• _Aim of the exercise_
Return word for word the stretch of entries from the very first line through the line that contains "POLYGON ((55 102, 59 55, 20 96, 55 102))", including both of those lines.

^^^^^^^^

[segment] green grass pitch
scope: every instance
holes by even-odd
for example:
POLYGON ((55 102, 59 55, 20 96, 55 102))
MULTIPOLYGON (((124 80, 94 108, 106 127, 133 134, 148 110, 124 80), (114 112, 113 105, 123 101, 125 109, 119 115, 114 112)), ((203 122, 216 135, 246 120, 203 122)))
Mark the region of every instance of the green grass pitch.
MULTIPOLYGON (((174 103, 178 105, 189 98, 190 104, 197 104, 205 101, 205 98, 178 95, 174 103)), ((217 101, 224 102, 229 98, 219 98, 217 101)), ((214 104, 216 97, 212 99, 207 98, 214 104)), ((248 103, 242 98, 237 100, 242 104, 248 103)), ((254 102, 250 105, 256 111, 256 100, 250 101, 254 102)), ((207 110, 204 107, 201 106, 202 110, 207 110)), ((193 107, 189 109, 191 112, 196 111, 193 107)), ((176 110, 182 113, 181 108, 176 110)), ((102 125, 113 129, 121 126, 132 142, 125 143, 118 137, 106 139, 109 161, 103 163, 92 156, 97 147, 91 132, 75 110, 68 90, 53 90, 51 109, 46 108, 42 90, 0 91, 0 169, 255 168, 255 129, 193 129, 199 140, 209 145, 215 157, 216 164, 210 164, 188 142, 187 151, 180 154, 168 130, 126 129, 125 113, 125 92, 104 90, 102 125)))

^^^^^^^^

• _Response to this exercise_
[segment] green grass pitch
scope: every instance
holes by even-odd
for example:
POLYGON ((55 102, 59 55, 20 96, 55 102))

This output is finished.